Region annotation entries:
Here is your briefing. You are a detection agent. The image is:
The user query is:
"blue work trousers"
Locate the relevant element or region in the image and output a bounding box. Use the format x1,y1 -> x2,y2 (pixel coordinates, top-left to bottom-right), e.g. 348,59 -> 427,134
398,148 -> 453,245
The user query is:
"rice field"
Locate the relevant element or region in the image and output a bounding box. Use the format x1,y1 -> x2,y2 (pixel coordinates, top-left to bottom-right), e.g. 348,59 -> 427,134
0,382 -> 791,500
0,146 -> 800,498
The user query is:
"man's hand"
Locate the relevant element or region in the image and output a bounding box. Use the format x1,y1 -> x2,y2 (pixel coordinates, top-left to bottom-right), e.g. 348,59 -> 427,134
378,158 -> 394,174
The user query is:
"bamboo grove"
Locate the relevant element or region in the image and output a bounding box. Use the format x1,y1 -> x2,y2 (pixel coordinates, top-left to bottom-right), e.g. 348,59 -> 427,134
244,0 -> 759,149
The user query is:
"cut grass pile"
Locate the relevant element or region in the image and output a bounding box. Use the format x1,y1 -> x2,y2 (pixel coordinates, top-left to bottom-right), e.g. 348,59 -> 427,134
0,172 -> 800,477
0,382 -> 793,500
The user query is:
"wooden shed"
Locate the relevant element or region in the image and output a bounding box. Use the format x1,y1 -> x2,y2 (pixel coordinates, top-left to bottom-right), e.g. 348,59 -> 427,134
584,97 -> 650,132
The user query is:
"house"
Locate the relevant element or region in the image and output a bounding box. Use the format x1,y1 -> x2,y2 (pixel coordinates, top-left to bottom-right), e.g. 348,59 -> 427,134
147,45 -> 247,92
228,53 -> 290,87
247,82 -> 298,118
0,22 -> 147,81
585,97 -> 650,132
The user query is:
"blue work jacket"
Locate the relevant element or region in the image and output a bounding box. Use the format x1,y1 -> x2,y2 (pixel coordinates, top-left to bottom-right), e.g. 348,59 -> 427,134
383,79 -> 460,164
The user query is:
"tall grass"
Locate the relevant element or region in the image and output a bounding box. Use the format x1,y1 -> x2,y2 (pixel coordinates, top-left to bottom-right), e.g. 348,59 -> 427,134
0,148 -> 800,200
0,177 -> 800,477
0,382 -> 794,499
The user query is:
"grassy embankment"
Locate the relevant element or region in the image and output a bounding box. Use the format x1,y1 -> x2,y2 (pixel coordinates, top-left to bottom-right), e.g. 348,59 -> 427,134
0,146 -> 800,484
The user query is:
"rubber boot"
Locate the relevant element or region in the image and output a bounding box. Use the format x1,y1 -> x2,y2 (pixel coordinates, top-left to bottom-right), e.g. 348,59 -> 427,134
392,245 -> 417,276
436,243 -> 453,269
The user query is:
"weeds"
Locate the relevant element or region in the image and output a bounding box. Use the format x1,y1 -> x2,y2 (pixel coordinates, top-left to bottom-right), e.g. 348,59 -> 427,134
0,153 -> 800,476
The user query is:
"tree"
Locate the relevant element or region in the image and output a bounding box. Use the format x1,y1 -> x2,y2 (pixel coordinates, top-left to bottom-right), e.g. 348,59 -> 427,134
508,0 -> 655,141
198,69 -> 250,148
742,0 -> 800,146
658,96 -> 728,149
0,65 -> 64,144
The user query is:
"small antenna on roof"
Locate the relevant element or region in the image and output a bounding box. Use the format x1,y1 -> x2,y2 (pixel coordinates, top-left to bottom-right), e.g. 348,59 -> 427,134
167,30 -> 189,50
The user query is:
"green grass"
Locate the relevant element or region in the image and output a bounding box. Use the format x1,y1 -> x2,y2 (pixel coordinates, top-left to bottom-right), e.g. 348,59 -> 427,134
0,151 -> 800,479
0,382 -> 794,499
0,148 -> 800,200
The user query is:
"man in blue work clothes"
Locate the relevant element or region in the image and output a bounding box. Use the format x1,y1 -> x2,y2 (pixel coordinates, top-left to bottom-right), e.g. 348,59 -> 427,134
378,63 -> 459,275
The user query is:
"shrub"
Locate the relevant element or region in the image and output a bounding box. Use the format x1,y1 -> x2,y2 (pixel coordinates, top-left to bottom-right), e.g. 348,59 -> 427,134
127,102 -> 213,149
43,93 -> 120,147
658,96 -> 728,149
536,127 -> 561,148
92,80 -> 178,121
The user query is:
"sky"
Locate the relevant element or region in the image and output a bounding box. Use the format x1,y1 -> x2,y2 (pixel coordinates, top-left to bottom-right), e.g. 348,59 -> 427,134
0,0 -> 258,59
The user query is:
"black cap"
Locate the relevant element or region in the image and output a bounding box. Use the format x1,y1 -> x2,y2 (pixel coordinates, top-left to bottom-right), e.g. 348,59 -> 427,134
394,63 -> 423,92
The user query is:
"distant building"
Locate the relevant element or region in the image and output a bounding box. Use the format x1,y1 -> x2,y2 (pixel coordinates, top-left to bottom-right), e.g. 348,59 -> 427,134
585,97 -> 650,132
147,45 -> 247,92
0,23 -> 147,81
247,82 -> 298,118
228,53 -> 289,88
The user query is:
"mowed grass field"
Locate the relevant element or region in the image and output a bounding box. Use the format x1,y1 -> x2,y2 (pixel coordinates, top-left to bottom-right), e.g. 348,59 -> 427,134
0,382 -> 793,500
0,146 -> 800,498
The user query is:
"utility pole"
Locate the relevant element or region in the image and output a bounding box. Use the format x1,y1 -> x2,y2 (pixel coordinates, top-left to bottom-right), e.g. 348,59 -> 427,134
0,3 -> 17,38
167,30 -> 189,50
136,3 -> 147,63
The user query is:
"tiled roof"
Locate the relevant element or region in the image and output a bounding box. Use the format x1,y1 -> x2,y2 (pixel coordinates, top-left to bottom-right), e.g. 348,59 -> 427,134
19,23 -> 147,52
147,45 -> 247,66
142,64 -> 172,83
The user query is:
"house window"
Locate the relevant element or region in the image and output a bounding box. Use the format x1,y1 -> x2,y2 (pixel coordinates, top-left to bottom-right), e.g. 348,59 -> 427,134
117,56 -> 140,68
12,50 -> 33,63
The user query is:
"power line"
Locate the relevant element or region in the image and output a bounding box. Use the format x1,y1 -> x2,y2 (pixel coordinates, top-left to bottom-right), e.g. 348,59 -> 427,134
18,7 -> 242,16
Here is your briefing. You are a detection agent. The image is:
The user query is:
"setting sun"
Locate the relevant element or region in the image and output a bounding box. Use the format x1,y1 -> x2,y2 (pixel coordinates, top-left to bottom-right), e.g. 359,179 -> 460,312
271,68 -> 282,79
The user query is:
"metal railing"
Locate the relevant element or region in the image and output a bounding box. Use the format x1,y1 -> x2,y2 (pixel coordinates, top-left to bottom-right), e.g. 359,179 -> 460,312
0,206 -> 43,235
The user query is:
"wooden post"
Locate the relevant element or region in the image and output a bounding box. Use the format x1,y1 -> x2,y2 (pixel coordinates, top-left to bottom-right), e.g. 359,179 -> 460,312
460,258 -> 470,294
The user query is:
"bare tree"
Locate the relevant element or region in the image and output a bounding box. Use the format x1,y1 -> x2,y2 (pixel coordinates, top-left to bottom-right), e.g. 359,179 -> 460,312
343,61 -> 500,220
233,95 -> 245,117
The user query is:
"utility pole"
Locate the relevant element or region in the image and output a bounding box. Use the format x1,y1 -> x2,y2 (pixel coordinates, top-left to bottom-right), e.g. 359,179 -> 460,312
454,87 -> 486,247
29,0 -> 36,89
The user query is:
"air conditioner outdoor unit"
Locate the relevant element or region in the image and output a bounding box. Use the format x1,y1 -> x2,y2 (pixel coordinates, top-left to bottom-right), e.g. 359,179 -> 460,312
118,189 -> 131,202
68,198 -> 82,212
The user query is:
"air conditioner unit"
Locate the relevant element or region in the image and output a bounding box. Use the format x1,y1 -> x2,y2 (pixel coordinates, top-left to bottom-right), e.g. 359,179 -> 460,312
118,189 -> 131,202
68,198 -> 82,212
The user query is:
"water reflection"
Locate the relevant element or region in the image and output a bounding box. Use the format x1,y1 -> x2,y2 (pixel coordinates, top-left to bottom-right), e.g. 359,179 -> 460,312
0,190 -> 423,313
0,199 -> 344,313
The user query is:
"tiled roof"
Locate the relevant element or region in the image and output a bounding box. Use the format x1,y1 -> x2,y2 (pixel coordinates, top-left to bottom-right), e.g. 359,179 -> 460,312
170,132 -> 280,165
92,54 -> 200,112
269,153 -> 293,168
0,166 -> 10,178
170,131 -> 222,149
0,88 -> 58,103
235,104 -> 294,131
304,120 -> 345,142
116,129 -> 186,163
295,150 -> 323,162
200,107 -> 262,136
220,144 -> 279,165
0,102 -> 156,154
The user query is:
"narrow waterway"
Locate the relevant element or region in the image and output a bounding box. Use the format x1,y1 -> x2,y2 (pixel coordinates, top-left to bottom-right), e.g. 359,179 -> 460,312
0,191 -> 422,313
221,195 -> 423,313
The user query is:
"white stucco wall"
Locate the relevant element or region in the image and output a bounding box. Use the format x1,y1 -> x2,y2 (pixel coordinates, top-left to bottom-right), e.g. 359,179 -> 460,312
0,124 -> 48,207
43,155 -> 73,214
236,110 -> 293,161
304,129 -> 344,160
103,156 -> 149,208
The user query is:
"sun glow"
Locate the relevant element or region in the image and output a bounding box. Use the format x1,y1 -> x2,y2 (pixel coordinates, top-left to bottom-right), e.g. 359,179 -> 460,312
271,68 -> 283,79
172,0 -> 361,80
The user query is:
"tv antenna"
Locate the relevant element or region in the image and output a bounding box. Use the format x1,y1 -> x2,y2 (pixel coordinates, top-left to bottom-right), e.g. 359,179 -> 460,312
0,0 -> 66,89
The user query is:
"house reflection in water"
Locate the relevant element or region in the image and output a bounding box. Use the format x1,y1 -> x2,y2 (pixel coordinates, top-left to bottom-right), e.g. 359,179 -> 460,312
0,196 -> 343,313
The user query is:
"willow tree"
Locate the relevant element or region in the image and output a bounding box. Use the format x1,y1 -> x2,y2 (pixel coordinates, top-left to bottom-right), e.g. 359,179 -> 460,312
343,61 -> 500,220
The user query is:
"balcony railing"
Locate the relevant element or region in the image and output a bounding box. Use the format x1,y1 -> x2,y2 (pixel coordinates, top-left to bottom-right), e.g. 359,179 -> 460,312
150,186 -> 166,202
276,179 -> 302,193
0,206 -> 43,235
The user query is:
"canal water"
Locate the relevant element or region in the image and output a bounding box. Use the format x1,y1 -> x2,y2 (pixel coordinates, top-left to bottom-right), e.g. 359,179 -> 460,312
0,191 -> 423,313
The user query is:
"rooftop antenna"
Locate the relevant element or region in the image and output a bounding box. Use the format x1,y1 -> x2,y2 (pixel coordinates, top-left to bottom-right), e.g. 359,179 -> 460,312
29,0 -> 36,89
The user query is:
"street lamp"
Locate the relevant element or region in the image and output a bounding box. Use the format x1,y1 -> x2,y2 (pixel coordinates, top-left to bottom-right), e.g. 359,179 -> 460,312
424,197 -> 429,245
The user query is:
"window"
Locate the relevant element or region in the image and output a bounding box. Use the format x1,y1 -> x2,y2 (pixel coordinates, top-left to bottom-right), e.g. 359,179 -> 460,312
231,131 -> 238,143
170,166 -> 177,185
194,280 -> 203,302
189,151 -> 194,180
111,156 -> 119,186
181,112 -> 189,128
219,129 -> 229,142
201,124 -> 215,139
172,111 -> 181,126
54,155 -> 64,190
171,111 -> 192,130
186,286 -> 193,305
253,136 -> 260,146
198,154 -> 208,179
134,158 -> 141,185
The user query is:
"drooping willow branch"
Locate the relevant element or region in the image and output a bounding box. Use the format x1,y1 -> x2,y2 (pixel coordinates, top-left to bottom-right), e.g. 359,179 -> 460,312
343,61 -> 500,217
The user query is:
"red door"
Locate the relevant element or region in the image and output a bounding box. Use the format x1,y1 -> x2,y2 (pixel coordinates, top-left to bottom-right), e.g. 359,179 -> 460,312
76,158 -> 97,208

Exercise goal
Count the lines in the data above that contain the word "work" and reply with that number alone.

Correct result
3